Records taken from a collection:

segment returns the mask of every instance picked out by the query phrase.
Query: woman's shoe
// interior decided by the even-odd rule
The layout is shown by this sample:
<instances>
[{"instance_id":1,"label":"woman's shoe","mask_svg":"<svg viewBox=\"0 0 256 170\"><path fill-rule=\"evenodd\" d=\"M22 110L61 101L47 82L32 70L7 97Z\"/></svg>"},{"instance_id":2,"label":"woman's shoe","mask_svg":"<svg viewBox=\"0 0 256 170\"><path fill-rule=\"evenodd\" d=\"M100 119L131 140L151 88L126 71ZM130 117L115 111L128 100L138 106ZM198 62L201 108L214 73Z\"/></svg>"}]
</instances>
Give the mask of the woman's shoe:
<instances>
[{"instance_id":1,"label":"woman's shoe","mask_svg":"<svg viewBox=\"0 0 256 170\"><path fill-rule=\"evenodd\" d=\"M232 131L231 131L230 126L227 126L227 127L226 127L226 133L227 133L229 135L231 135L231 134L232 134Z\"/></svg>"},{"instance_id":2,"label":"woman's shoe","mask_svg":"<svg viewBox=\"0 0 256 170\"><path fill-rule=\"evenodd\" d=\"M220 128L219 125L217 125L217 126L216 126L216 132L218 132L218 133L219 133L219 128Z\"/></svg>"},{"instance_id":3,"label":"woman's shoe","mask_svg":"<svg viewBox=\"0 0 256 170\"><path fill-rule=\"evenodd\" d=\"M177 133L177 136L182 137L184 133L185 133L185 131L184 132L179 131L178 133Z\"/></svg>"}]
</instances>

> [Problem details]: Lay out every line of the records above as a numbered list, omitting blank lines.

> [Exercise result]:
1. segment returns the mask of every instance picked out by the query phrase.
2. Query: woman's shoe
3. // interior decided by the even-odd rule
4. The layout is shown by this sample:
5. <instances>
6. [{"instance_id":1,"label":"woman's shoe","mask_svg":"<svg viewBox=\"0 0 256 170\"><path fill-rule=\"evenodd\" d=\"M22 110L61 101L47 82L32 70L7 97Z\"/></svg>"},{"instance_id":2,"label":"woman's shoe","mask_svg":"<svg viewBox=\"0 0 256 170\"><path fill-rule=\"evenodd\" d=\"M100 119L131 140L151 88L126 71ZM130 117L115 111L128 100L138 106ZM198 62L201 108L214 73Z\"/></svg>"}]
7. </instances>
8. Give the mask of the woman's shoe:
9. <instances>
10. [{"instance_id":1,"label":"woman's shoe","mask_svg":"<svg viewBox=\"0 0 256 170\"><path fill-rule=\"evenodd\" d=\"M232 131L231 131L230 126L227 126L227 127L226 127L226 133L227 133L229 135L231 135L231 134L232 134Z\"/></svg>"},{"instance_id":2,"label":"woman's shoe","mask_svg":"<svg viewBox=\"0 0 256 170\"><path fill-rule=\"evenodd\" d=\"M220 128L219 125L217 125L217 126L216 126L216 132L218 132L218 133L219 133L219 128Z\"/></svg>"},{"instance_id":3,"label":"woman's shoe","mask_svg":"<svg viewBox=\"0 0 256 170\"><path fill-rule=\"evenodd\" d=\"M177 133L177 136L182 137L184 133L185 133L185 131L184 132L179 131L178 133Z\"/></svg>"}]
11. </instances>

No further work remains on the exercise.